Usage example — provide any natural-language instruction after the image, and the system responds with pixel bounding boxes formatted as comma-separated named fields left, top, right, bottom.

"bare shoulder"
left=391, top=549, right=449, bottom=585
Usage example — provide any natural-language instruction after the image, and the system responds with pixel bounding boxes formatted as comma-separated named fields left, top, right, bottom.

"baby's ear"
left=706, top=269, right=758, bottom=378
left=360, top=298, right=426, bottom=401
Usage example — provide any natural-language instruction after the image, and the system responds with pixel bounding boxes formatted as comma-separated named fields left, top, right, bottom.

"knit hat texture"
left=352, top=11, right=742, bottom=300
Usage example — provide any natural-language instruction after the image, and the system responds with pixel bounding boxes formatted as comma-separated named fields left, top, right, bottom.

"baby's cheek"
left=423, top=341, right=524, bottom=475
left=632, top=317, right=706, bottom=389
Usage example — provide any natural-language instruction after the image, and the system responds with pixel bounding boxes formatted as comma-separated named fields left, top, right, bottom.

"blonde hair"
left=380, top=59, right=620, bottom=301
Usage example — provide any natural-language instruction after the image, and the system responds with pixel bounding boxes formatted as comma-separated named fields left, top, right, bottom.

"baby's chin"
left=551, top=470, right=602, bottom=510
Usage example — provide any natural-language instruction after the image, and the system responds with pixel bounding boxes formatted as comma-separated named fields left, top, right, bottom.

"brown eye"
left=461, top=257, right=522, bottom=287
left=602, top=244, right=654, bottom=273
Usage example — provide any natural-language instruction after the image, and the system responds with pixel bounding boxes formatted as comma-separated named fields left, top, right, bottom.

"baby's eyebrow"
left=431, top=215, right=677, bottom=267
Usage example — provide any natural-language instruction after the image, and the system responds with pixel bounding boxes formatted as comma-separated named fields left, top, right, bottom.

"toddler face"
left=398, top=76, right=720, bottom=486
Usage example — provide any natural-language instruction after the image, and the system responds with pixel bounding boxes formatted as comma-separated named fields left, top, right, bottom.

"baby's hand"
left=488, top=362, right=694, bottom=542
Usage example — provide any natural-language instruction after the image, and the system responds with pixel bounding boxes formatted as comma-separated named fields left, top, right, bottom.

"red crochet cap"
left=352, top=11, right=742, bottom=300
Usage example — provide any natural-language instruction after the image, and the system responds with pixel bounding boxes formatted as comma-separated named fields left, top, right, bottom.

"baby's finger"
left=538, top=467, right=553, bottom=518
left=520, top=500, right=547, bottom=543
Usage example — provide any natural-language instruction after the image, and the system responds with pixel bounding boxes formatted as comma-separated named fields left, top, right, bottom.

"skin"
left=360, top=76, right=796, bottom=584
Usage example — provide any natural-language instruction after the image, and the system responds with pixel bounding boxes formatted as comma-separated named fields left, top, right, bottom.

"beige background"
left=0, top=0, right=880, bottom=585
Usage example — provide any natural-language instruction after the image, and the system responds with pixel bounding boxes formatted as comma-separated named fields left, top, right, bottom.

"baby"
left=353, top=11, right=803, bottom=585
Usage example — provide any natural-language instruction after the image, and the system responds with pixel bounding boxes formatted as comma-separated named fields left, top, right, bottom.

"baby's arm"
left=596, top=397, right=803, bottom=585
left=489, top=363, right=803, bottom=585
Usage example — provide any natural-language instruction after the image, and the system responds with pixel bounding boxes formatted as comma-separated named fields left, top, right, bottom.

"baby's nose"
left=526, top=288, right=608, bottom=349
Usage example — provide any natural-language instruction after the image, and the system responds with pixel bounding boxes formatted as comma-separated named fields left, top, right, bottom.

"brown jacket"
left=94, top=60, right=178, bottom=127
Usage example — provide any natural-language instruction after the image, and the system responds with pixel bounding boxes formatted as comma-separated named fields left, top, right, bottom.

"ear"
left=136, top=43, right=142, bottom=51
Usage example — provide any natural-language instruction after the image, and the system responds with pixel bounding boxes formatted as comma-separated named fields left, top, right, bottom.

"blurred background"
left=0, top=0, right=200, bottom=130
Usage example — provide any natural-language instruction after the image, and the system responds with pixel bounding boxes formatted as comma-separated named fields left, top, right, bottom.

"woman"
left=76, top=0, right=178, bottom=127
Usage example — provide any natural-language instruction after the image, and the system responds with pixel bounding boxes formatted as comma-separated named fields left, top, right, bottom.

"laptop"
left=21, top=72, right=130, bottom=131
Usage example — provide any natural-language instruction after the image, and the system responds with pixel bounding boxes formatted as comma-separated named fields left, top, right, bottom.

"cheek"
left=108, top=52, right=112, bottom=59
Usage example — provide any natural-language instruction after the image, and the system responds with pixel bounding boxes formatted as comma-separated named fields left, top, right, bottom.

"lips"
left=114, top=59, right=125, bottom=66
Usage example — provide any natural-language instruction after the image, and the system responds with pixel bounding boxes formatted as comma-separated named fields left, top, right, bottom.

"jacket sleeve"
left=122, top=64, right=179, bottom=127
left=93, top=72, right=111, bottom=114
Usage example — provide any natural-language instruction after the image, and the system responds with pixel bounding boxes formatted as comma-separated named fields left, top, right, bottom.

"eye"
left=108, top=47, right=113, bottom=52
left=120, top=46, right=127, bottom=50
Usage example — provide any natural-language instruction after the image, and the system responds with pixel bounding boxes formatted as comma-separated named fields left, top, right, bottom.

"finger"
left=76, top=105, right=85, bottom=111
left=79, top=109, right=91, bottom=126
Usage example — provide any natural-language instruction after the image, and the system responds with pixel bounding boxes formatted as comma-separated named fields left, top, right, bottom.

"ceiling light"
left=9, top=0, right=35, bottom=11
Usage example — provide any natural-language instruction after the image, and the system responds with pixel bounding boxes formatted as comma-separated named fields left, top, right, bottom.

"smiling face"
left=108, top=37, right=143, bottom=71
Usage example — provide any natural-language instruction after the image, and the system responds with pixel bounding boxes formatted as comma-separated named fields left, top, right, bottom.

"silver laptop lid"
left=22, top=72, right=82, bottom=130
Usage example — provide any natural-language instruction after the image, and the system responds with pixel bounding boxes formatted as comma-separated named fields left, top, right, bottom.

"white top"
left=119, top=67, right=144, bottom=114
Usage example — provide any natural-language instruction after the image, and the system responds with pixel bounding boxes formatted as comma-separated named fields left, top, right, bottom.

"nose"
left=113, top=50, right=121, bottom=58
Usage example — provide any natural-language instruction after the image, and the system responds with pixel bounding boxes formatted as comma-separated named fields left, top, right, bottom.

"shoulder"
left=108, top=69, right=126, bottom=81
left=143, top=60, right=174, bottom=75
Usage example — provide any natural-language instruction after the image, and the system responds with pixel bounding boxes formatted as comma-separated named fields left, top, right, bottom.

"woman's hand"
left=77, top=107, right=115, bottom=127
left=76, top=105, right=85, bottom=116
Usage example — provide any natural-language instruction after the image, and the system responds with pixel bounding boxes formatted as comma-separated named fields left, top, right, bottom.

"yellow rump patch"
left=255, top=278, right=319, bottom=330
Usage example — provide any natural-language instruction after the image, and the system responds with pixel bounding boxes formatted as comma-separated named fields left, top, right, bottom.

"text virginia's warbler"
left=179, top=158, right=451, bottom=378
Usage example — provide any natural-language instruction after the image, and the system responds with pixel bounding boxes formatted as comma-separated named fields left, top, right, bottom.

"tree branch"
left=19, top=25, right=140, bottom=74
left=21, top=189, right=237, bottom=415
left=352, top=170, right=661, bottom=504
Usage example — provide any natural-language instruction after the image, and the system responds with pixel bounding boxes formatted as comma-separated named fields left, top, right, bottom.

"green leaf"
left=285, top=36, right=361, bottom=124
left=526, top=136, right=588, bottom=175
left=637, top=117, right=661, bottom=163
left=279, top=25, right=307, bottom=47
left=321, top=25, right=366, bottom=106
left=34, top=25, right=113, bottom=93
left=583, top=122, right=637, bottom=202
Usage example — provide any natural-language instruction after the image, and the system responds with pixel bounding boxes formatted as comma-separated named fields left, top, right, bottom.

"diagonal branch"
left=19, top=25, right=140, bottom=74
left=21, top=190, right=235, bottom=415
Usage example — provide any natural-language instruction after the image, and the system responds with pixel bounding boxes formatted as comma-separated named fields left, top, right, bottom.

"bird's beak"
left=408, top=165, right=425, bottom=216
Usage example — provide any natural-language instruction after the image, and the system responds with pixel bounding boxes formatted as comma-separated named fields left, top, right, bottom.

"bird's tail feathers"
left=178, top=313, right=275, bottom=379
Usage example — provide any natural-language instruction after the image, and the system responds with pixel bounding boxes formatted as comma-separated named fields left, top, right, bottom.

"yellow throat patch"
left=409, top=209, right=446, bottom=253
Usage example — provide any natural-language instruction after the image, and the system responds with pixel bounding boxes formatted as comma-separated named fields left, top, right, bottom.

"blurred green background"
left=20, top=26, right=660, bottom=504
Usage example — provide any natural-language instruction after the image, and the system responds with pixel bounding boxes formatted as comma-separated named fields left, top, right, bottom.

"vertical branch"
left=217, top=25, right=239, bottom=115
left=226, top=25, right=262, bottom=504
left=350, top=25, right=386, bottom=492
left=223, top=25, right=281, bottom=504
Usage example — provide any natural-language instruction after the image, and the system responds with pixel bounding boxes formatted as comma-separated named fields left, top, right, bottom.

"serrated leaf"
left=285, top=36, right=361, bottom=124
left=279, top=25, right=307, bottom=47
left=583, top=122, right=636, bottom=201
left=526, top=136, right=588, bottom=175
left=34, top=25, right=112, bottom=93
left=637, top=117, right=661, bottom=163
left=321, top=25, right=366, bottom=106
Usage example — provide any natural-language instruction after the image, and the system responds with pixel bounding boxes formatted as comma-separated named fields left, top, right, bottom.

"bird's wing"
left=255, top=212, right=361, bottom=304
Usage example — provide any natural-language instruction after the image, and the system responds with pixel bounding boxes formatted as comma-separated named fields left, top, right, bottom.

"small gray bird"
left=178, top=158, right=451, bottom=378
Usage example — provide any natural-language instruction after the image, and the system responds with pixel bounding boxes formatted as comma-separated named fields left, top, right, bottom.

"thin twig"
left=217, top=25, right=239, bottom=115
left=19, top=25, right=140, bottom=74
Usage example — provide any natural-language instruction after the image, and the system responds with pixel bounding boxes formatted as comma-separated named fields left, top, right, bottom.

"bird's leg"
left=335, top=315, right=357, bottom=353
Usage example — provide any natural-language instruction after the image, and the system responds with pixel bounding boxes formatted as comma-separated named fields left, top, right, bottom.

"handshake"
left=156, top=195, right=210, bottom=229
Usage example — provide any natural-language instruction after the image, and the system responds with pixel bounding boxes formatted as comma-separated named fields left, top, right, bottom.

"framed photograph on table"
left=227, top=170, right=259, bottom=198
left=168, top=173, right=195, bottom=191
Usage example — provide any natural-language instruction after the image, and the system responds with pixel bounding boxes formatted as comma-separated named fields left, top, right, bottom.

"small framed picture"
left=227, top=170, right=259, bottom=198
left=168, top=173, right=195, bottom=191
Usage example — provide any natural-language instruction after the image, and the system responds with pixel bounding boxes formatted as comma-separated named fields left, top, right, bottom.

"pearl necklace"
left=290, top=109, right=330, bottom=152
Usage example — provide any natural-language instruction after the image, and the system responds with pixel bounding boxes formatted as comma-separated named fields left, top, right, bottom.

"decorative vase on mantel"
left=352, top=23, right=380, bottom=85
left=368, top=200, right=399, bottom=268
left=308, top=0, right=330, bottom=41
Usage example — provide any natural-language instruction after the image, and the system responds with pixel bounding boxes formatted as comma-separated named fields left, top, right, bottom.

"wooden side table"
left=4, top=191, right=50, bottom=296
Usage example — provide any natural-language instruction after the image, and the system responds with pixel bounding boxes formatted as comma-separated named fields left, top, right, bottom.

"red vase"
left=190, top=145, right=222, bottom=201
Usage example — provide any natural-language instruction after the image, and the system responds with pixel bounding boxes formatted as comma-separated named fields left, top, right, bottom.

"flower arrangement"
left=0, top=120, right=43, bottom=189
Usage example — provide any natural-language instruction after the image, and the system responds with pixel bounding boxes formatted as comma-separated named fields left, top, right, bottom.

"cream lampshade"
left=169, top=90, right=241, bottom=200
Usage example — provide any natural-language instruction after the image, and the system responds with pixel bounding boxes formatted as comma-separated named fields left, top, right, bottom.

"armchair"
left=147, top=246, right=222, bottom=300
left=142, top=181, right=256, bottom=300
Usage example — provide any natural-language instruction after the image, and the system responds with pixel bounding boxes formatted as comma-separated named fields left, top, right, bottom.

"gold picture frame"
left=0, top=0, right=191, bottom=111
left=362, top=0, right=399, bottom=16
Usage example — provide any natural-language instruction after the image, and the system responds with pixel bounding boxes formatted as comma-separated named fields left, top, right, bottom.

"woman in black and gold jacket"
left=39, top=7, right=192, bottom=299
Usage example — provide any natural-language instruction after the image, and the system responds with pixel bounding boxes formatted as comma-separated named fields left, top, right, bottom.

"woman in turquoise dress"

### PROBLEM TO SOLVE
Copy the material word for word, from its very start down to and including the line that contains "left=391, top=549, right=449, bottom=585".

### SOLUTION FOR THIS EXERCISE
Usage example — provide any natural-language instruction after the image, and the system responds with pixel bounding boxes formatted as comma-separated named fields left, top, right, bottom.

"bare shoulder"
left=391, top=549, right=449, bottom=585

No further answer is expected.